▶ Görev 1:
Kayıtlarda "the white wall" ifadesini içeren satırla başlayıp kayıtların sonuna kadar uzanan bölümü yeniden yazın. Bu bölümde "Results" yerine "Findings" koyun, geri kalan her şeyi olduğu gibi bırakın ve resimleri yanıta almayın.

Kadınlar ve Sosyalizm üzerine

Kollontay’ın Kadın Sorununun Sosyal Temeli çalışmasındaki “talepleri ne kadar radikal görünürse görünsün sınıfsal temeller nedeniyle feministlerin toplumun temelden değişmesi için mücadele edemeyecekleri unutulmamalıdır” savını kullanarak kadınların ancak sosyalizmi savunurlarsa kurtulabileceklerine ya da kadın mücadelesinin de ancak sınıf mücadelesi ile birlikte olursa anlamlı olacağına dikkat çekmektedir.

Kadınlar ve Sosyalizm üzerine
Semiha Özalp Günal

ELEKTRA

Dido Sotiriu ismi bana yabancı değildi, daha önce de kitabını okumuştum ama Elektra isimli bir kitabını hiç duymamıştım. Elektra, Freud’un da yararlandığı, Yunan mitolojisindeki önemli bir karakterin ismidir. Kız çocukların babalarına düşkünlüğü anlatılırken (Oidipus karmaşası gibi) Elektra karmaşasından söz edenler vardır psikolojide. Bu iki ismi yan yana görünce aldım kitabı bir sokak kitapçısından.

Gerçek bir yaşam öyküsünde, bir dostunu, yoldaşını, bir direnişçiyi anlatmış Sotiriu. Öyle bir direnişçi ki kocasını işkenceye boyun eğdiği için boşamak isteyen, minik kızı ile hapse giren, “biz anneler.. biz anneler çocuklarımıza daha iyi yaşam koşulları yaratmak zorundayız …” diyen (s: 13).

İlk sayfalarda bir yerde kızı Agni ile hapishane bahçesinde oyun oynarken onları izleyen bir jandarmaya özgürlük ile ilgili bir şeyler söylediğini okuduğum andan itibaren eski bir marş (türkü mü demeliyim yoksa ) takıldı dilime: ‘Jandarma biz sosyalistiz dostuz yalnız biz sana’…Tüm kitabı kulaklarımda bu marşın dizeleri ile okudum. İlerleyen sayfalarda Hitler’den söz ederken “Açlık, oldukça eski öldürücü bir silahtır ve bu her zaman geçerlidir” (s:47) ifadesi aklıma Grup Yorum’un, bu silahı tersinden kullanan açlık grevindeki üyeleri geldi. Biliyorsunuz Grup Yorum da söylemişti bu marşı.

Sotiriu iyi betimlemiş bir devrimci kadının ruh halini bence. Savaş sırasında Avrupa’daki ilk grevin Yunanistan’da başladığı haberini alan Elektra için “boyu uzuyordu sanki, bayraklarla donatılmış çan kulesi gibi” (s:20); hapisten kaçma kararına varışını anlatırken “kendisinin de siper alması, kararlı olması, mücadeleye katılması gerekiyordu, hiçbir yerde hiçbir zaman çocuklar analarından ayrı düşmesinler diye” gibi örnekler verilebilir.

▶ Göreve ait kayıtlar:
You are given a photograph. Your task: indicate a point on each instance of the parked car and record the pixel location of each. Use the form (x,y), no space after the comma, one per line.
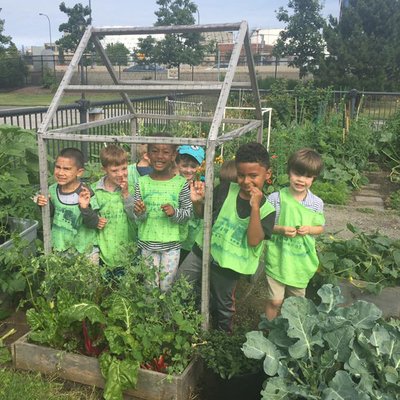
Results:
(145,68)
(218,66)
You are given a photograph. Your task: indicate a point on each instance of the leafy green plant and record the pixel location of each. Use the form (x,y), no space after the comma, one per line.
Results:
(222,354)
(19,172)
(372,258)
(394,200)
(119,316)
(327,351)
(331,192)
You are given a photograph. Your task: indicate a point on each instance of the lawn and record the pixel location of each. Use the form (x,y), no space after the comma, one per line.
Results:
(17,385)
(36,96)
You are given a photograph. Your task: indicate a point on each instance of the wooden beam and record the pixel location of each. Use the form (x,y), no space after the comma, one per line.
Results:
(238,132)
(124,139)
(94,124)
(193,87)
(149,30)
(171,82)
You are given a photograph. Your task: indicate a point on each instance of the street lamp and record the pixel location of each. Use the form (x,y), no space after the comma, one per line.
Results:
(48,19)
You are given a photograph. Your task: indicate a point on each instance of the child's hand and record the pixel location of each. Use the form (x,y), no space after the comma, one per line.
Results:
(102,223)
(168,210)
(197,191)
(255,197)
(139,208)
(84,197)
(304,230)
(41,200)
(124,187)
(289,231)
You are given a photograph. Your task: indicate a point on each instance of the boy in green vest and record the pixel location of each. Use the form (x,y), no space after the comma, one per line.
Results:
(291,257)
(242,218)
(72,206)
(161,203)
(188,162)
(114,227)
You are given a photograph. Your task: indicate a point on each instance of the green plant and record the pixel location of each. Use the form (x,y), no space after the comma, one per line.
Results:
(372,258)
(327,351)
(119,316)
(222,354)
(19,172)
(394,200)
(331,192)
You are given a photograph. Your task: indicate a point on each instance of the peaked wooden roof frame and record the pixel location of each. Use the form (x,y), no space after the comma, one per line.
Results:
(125,87)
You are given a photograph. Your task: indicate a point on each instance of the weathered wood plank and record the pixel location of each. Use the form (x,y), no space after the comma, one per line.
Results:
(82,369)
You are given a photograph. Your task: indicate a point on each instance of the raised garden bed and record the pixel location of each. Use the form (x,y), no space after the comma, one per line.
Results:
(83,369)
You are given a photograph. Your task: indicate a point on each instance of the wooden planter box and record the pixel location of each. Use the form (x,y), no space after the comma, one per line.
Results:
(388,300)
(79,368)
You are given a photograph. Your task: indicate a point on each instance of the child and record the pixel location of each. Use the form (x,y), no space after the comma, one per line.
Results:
(188,162)
(291,258)
(161,203)
(242,219)
(72,206)
(111,191)
(142,167)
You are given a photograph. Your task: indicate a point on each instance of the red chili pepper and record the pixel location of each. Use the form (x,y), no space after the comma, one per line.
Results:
(91,350)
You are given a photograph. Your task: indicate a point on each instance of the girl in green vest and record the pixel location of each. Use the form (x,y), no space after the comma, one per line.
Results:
(161,203)
(242,218)
(291,258)
(188,163)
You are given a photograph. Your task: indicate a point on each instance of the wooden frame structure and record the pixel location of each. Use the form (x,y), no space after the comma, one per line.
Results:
(135,86)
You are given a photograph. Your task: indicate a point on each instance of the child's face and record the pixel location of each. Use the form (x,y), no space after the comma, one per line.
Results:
(251,175)
(299,184)
(188,168)
(162,156)
(66,172)
(116,174)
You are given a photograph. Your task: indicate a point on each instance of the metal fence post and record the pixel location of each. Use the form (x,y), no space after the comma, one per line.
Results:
(84,106)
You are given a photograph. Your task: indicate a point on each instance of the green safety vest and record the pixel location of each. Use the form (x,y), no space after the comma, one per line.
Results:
(293,261)
(67,230)
(133,177)
(118,231)
(157,227)
(229,247)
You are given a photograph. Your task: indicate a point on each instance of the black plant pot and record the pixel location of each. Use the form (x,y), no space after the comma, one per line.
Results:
(239,387)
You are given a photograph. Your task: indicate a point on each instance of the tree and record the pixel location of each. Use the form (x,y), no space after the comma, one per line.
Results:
(78,20)
(302,37)
(117,53)
(363,46)
(13,69)
(175,49)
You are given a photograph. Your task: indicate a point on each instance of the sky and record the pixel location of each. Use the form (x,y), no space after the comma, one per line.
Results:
(27,28)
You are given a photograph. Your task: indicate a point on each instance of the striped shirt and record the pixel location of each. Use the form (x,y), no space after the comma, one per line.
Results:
(311,201)
(183,213)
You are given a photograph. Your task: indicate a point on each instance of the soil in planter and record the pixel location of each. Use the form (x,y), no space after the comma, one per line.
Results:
(242,387)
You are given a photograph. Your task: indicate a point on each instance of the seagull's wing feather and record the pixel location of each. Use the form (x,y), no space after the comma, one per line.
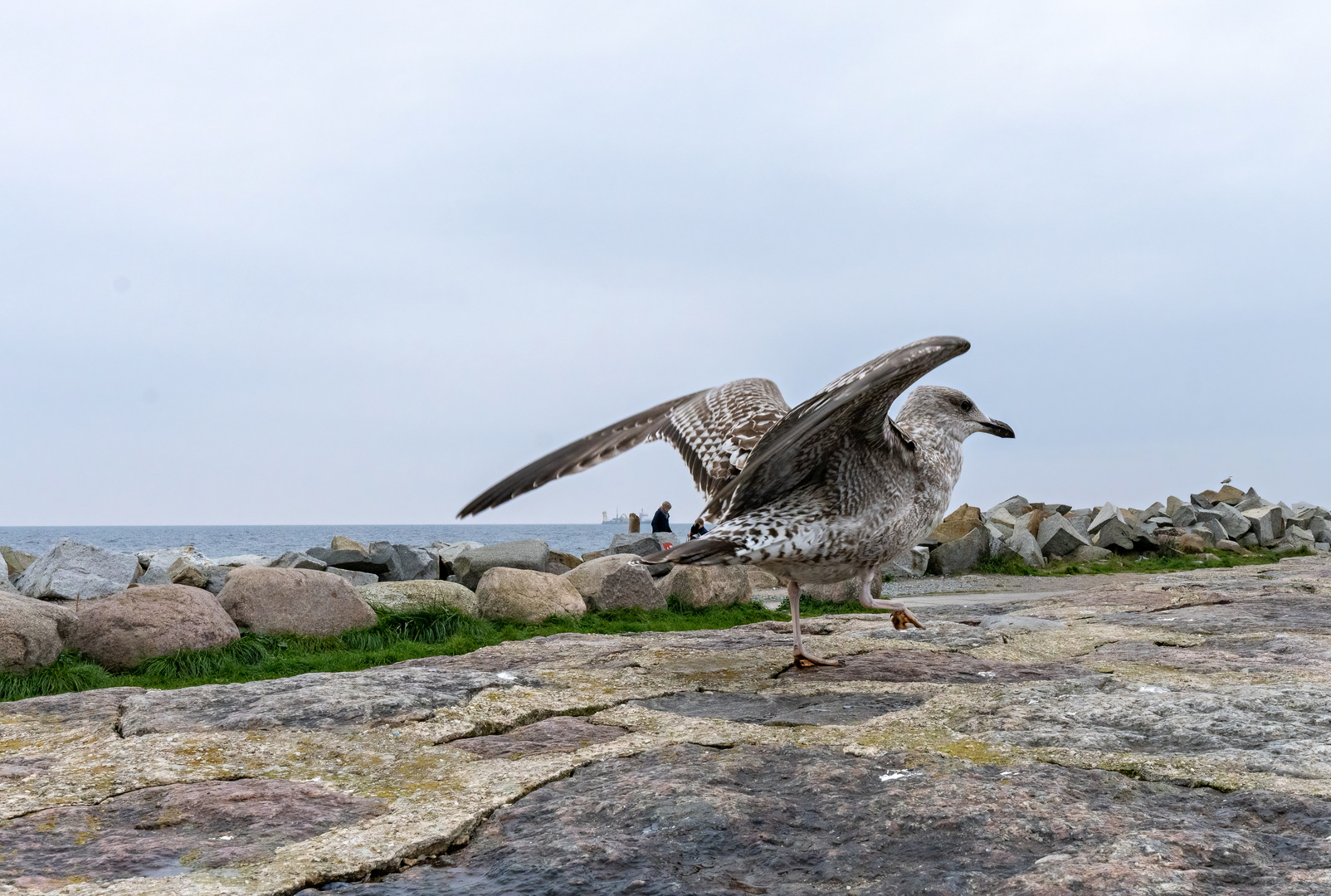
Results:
(797,448)
(718,431)
(709,427)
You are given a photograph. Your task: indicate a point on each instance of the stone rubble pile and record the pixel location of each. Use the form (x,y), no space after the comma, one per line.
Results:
(121,609)
(1227,519)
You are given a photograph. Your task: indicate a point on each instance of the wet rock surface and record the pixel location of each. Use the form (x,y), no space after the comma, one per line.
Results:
(562,734)
(786,709)
(1129,734)
(919,666)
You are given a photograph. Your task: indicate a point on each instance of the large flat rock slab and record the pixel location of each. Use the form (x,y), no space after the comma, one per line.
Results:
(167,831)
(1148,734)
(317,700)
(792,821)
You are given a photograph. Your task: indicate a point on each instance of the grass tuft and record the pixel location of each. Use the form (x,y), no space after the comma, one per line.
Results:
(400,635)
(396,636)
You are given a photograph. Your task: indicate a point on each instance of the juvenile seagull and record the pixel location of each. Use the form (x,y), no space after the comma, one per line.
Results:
(823,493)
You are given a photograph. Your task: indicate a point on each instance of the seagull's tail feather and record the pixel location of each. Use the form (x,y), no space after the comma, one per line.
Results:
(700,550)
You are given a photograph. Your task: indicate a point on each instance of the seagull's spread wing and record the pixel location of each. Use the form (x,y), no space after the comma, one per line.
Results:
(714,431)
(796,450)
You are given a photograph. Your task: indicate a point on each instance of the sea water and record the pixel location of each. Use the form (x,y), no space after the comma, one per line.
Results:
(273,541)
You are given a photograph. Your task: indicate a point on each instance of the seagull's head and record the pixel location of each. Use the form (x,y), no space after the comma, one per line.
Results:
(951,411)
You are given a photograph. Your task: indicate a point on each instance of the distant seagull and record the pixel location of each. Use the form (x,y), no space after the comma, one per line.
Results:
(823,493)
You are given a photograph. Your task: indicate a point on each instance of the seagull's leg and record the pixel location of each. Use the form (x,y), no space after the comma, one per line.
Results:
(900,618)
(802,660)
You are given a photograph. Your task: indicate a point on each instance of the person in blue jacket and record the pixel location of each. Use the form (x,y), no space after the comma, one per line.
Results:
(661,522)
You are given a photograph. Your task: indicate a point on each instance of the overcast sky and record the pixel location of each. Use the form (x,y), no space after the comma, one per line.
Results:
(333,262)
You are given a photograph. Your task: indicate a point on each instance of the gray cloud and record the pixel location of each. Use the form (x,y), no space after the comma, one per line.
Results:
(330,262)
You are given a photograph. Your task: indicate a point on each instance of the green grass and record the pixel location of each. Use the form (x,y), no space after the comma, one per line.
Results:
(443,633)
(1153,562)
(394,638)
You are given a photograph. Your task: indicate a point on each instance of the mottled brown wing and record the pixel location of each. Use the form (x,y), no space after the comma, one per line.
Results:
(796,449)
(714,431)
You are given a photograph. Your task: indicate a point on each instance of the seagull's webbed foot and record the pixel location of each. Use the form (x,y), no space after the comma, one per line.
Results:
(804,660)
(901,616)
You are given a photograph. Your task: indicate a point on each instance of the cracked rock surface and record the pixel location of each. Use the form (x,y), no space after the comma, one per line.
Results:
(1166,734)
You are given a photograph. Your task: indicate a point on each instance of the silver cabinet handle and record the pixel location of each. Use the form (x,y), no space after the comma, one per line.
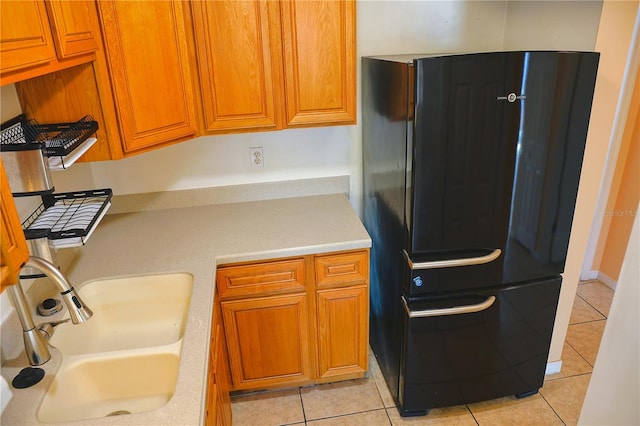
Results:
(468,309)
(467,261)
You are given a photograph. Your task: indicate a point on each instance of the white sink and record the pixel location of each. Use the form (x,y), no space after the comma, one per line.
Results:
(129,313)
(125,358)
(96,387)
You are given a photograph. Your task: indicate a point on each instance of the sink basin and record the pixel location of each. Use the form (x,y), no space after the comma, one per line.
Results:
(96,387)
(128,313)
(125,358)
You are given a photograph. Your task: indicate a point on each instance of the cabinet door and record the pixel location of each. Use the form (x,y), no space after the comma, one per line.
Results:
(74,26)
(343,331)
(319,45)
(146,49)
(14,246)
(268,341)
(240,64)
(219,381)
(25,38)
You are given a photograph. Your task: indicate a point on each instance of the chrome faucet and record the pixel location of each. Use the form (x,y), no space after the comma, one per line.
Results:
(34,341)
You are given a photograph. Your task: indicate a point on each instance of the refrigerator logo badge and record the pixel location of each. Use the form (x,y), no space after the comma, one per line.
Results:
(511,97)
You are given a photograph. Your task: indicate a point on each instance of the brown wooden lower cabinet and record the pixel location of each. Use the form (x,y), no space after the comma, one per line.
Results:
(219,380)
(268,341)
(343,332)
(295,321)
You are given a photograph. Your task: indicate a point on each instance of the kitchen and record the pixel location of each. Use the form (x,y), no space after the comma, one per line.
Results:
(320,155)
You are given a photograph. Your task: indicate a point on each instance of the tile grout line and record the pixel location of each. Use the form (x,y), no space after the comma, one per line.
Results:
(553,409)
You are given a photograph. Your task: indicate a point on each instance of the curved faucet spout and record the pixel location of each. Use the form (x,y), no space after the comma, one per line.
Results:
(78,311)
(34,342)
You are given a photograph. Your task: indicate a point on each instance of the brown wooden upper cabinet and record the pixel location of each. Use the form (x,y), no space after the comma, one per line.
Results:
(168,71)
(273,65)
(139,88)
(146,51)
(38,37)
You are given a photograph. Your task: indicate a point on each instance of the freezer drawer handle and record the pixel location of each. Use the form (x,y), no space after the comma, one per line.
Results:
(454,262)
(468,309)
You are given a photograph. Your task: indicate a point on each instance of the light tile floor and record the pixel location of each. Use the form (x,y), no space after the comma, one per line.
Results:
(368,402)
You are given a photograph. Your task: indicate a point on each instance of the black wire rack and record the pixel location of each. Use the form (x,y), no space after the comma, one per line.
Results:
(67,215)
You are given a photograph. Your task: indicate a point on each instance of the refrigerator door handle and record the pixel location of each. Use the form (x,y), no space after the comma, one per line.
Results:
(467,261)
(468,309)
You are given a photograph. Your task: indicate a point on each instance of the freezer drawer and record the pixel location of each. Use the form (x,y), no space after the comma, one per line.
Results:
(497,346)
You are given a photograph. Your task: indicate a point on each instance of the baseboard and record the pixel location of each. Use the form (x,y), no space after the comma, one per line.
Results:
(553,368)
(588,276)
(607,280)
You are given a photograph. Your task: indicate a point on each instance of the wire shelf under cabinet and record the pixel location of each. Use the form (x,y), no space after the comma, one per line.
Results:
(68,219)
(59,139)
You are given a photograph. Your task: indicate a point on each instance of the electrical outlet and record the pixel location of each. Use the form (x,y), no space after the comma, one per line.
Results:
(257,156)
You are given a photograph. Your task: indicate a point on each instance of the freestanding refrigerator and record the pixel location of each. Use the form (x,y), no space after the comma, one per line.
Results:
(471,169)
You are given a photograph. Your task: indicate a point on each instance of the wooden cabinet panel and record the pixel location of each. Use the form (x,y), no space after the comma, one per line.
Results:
(14,246)
(268,341)
(240,64)
(343,331)
(36,39)
(219,380)
(339,270)
(25,37)
(319,44)
(146,50)
(74,27)
(284,276)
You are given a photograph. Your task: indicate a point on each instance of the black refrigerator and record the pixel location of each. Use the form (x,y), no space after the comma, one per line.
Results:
(471,170)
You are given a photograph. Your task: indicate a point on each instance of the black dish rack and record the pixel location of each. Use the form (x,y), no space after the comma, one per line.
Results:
(59,139)
(69,216)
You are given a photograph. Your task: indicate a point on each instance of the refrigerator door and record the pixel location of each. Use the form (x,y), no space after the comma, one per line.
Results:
(495,161)
(476,346)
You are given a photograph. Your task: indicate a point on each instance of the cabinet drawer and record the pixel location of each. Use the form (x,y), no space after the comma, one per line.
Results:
(277,277)
(338,270)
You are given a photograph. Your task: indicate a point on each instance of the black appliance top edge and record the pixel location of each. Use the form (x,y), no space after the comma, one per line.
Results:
(410,57)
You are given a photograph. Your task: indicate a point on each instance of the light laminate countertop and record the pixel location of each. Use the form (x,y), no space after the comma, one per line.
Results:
(193,240)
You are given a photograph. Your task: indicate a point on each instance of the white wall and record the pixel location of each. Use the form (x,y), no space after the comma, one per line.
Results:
(614,389)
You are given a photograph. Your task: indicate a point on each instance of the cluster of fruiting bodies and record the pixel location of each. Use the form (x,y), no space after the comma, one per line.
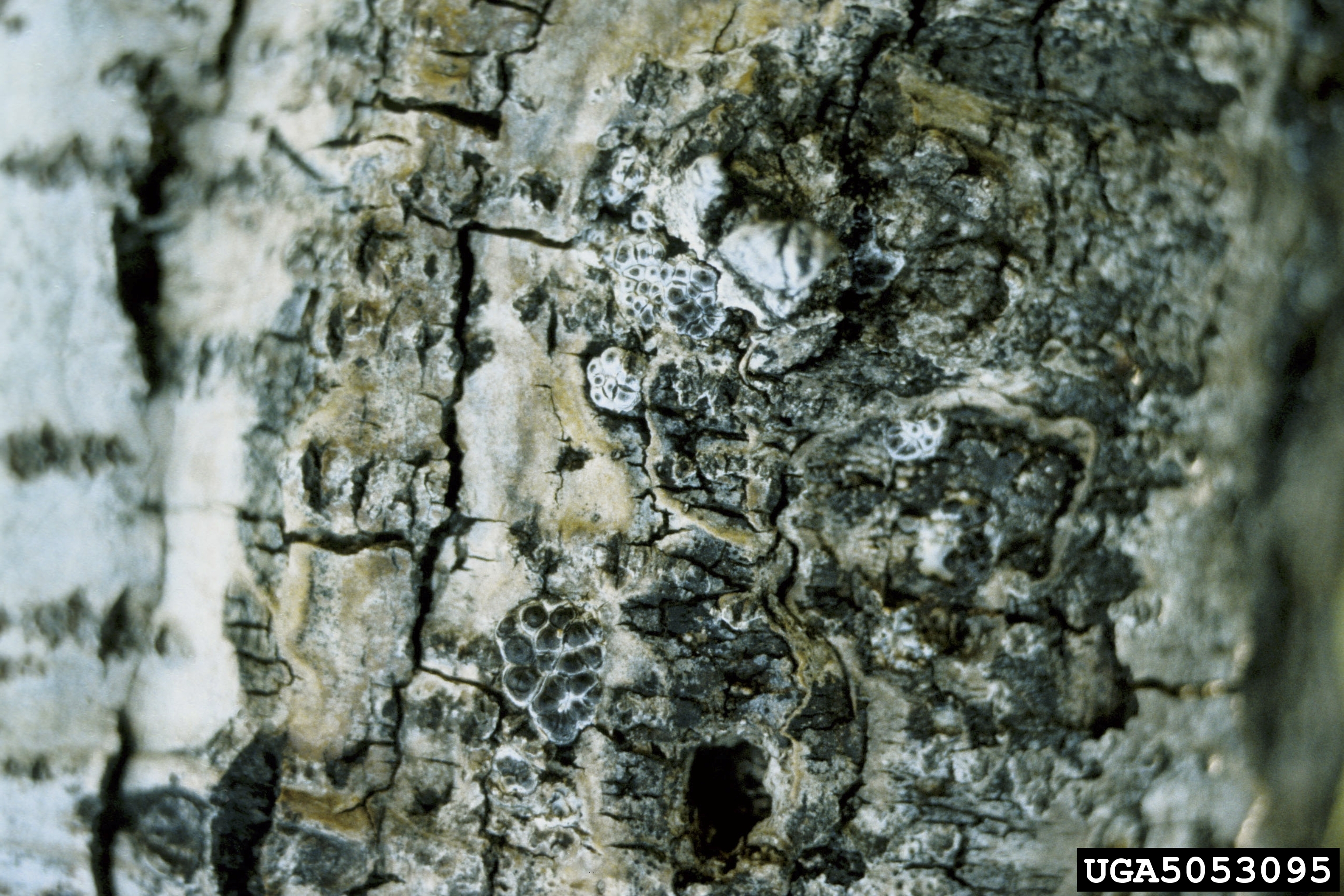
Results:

▶ Görev 2:
Aşağıdaki ifadelerin Elektra kitabı üzerine yazıyla örtüşüp örtüşmediğini belirtin. Her biri için evet ya da hayır deyin ve yazıdan belirleyici sözcükleri aynen aktarın.
(a) Elektra'nın kızının adı Agni'dir.
(b) Yazar kitabı bir internet sitesinden satın almıştır.
(c) Savaş sırasında Avrupa'daki ilk grev Fransa'da başlamıştır.

▶ Yazılı çözüm 1:
You are given a photograph. Your task: indicate a point on each instance of the white wall and record the pixel location of each. Use the form (x,y), no space after the comma, one per line.
Findings:
(614,389)
You are given a photograph. Your task: indicate a point on each instance of the cluster of fruiting bodies and record the pixel location of each. Use the form (x,y), no space after the comma, one per line.
Findings:

▶ Yazılı çözüm 2:
(a) Evet: "kızı Agni ile hapishane bahçesinde oyun oynarken"
(b) Hayır: "aldım kitabı bir sokak kitapçısından"
(c) Hayır: "Savaş sırasında Avrupa’daki ilk grevin Yunanistan’da başladığı haberini"